:: EXERCISE MATERIAL ::
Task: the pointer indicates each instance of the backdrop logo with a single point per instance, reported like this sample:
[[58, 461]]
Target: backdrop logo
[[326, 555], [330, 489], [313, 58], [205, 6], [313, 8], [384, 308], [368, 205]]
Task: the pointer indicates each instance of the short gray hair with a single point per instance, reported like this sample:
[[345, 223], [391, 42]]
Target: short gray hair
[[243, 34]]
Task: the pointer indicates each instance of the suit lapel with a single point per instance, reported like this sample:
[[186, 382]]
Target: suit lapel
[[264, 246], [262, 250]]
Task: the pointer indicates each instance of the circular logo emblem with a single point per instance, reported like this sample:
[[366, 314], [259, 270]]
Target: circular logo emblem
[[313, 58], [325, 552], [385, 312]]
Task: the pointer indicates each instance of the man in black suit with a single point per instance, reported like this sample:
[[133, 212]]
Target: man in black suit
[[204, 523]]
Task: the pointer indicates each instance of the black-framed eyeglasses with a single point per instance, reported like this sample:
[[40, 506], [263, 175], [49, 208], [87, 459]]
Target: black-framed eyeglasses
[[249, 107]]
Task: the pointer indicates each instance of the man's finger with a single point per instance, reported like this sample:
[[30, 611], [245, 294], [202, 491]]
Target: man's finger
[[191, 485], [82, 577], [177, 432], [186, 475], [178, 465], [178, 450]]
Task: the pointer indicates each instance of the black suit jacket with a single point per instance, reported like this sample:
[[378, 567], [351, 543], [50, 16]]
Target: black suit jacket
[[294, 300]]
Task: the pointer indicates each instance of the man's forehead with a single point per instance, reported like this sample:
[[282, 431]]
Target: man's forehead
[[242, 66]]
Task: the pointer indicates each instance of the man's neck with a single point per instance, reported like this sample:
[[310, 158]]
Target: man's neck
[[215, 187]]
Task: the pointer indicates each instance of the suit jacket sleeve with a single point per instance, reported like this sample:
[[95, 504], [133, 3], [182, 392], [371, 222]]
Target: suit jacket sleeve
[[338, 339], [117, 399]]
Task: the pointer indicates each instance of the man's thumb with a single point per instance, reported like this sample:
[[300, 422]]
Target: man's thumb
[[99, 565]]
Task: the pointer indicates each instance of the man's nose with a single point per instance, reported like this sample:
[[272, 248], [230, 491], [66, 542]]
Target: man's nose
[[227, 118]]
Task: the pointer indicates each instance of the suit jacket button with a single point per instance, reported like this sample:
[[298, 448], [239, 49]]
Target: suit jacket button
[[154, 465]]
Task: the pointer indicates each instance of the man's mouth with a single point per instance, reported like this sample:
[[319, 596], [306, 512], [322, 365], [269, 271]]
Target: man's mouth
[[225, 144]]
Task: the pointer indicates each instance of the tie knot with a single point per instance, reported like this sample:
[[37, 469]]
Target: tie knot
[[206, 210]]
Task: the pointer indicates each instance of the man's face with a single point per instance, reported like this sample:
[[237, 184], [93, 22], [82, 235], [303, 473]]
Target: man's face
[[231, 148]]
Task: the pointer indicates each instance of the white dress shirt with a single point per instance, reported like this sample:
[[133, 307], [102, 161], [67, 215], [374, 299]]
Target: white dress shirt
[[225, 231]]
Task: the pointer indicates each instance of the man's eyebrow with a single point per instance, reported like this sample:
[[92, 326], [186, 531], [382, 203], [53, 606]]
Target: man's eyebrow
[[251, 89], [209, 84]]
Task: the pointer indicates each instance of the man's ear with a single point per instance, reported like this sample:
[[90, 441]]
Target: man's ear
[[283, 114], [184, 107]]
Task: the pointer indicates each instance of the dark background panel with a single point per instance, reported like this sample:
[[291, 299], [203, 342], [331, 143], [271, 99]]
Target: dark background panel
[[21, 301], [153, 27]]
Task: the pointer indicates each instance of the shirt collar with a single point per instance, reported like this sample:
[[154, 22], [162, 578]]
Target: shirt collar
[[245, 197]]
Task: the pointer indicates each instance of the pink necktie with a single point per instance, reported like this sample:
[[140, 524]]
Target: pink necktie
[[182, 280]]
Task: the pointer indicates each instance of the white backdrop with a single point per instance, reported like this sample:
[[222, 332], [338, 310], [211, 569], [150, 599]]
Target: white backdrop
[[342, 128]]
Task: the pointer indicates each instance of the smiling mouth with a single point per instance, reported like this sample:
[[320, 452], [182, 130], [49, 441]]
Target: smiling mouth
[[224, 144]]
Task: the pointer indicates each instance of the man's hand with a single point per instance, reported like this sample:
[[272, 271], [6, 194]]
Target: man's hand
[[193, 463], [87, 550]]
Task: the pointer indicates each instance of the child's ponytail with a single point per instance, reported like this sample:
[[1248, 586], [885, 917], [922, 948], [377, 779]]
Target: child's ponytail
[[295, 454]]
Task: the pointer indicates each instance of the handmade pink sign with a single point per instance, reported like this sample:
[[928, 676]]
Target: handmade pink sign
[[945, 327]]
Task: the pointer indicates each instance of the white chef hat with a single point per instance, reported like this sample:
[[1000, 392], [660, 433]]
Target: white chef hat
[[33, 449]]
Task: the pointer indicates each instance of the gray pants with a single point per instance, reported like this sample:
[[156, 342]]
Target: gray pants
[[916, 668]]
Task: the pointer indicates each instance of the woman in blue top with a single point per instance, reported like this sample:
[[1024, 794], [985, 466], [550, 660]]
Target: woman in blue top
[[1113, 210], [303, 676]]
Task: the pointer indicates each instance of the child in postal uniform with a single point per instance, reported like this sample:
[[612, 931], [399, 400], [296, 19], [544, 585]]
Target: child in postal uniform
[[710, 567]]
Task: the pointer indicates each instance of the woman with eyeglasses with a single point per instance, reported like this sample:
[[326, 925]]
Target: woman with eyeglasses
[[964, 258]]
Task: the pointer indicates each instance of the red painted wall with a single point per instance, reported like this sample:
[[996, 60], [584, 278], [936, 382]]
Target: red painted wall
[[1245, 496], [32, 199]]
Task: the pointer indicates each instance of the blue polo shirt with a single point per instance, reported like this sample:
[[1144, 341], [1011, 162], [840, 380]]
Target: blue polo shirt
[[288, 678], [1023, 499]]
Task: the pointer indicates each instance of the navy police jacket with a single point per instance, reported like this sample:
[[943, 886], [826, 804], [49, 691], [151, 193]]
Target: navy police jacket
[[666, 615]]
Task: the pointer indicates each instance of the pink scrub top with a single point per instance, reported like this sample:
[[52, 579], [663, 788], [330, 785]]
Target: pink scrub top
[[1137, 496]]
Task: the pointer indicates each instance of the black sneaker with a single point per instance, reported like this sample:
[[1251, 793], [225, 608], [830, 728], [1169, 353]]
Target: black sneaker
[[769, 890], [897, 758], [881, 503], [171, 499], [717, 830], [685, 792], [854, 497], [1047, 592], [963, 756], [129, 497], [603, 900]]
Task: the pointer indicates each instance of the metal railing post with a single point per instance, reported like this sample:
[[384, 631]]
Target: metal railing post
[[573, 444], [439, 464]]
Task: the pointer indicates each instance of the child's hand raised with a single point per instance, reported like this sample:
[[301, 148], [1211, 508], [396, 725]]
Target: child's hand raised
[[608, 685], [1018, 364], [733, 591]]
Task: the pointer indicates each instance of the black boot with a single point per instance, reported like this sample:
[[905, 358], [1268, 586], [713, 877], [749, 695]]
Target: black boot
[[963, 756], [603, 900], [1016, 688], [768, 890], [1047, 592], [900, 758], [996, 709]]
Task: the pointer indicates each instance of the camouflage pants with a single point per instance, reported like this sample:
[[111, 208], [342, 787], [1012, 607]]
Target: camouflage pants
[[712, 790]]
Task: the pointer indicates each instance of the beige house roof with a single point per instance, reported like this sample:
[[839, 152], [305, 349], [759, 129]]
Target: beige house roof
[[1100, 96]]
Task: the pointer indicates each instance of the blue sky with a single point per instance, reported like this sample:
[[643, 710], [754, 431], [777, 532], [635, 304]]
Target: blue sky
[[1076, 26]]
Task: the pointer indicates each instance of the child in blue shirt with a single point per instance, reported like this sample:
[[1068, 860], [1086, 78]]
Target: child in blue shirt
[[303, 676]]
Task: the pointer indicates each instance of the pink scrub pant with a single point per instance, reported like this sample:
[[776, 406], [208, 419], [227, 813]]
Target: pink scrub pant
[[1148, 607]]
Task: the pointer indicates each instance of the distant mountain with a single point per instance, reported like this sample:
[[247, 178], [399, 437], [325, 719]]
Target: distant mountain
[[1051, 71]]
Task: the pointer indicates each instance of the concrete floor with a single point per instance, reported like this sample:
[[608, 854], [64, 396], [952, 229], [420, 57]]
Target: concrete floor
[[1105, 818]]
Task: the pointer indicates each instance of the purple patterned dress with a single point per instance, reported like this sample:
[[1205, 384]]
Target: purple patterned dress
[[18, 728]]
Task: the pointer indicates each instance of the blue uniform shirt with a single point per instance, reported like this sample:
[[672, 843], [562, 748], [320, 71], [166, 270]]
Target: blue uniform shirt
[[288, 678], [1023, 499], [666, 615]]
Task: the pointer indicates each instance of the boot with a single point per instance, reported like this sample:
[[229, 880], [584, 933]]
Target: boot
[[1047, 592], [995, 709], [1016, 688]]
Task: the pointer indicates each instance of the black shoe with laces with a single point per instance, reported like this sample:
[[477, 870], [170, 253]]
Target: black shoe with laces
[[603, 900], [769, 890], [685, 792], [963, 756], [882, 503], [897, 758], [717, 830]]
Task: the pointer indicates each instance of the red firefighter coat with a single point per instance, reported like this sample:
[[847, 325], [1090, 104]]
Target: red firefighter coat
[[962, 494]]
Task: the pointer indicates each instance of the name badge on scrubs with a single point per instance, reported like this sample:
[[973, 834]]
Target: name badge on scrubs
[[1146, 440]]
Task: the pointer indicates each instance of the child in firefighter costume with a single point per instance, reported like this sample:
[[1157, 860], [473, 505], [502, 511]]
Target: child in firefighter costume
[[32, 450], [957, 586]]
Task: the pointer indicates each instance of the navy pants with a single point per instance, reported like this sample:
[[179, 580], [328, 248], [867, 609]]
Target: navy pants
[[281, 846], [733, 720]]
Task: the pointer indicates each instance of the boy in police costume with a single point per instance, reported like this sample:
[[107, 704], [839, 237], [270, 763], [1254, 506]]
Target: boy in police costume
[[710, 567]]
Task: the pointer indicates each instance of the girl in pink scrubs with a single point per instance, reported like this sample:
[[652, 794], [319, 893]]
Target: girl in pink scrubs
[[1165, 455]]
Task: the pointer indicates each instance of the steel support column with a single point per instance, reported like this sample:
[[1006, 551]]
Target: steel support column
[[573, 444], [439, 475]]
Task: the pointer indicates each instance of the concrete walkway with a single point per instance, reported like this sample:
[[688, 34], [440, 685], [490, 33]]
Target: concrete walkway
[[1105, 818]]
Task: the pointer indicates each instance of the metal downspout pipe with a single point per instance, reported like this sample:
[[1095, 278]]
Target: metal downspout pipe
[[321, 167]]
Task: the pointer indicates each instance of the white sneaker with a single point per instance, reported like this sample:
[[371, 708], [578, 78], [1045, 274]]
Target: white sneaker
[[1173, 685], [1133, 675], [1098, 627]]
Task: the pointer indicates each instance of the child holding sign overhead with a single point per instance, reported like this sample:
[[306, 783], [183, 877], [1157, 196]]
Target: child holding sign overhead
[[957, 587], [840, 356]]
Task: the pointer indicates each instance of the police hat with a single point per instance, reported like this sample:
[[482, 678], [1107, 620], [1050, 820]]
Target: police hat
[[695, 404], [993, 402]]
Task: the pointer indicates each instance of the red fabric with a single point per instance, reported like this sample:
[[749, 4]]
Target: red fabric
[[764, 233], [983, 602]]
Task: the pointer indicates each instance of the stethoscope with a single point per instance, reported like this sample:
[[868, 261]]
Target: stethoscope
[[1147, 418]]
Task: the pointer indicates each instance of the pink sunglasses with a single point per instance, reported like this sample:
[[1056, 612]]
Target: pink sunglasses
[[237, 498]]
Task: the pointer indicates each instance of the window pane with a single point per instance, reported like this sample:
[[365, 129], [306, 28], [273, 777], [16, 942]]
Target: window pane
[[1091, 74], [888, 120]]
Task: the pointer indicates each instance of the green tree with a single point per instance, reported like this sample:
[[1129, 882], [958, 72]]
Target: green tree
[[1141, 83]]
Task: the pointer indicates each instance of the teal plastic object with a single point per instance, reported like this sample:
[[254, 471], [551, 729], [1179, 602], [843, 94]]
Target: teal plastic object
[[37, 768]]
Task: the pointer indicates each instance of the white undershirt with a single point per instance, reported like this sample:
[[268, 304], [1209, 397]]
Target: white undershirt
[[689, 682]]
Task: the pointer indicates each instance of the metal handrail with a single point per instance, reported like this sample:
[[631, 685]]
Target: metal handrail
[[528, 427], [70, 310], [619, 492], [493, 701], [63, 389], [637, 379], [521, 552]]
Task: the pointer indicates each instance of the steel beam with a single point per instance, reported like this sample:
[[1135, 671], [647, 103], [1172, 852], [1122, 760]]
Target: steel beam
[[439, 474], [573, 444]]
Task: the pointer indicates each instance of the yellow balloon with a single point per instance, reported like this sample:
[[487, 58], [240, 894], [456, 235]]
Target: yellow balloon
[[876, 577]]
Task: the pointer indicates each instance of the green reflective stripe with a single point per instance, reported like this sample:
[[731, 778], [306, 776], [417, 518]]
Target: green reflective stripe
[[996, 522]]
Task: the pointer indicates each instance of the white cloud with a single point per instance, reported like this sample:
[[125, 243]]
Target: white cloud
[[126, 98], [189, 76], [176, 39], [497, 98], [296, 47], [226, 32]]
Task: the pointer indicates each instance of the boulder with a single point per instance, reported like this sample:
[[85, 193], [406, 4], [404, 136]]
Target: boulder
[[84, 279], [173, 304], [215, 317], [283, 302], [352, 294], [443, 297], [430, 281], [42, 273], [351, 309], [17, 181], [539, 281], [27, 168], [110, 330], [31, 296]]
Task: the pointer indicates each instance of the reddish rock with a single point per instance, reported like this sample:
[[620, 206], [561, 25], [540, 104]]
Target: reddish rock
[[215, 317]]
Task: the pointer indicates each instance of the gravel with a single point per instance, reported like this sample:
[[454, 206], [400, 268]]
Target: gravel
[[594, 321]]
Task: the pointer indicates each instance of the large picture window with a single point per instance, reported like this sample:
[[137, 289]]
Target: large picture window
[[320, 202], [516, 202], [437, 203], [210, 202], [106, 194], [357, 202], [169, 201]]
:::
** EXERCISE DETAILS **
In the listing above, start at the line with "Task: the pointer indicates each instance of the pink sunglasses", go on through the line with "[[254, 471], [551, 729], [1179, 602], [843, 94]]", and copy each of those lines exactly; leave out all the rest.

** ANSWER SPACE **
Task: the pointer indicates each instance of the pink sunglasses with a single point per instance, reported like this sample:
[[1056, 612]]
Target: pink sunglasses
[[237, 498]]
Task: the pointer indicates each instance of the window pane with a single point per instance, reported like this sample:
[[365, 129], [306, 28], [273, 777], [16, 942]]
Target: window pane
[[1091, 74], [888, 120]]
Task: the pointer indicates each instance of the green tree with a single point per instance, reported like this sample:
[[1129, 882], [958, 72]]
Target: green tree
[[1141, 83]]
Task: the pointer indicates each instance of the teal plastic object with a single point per instance, reported like this sample:
[[254, 471], [551, 729], [1179, 602], [843, 94]]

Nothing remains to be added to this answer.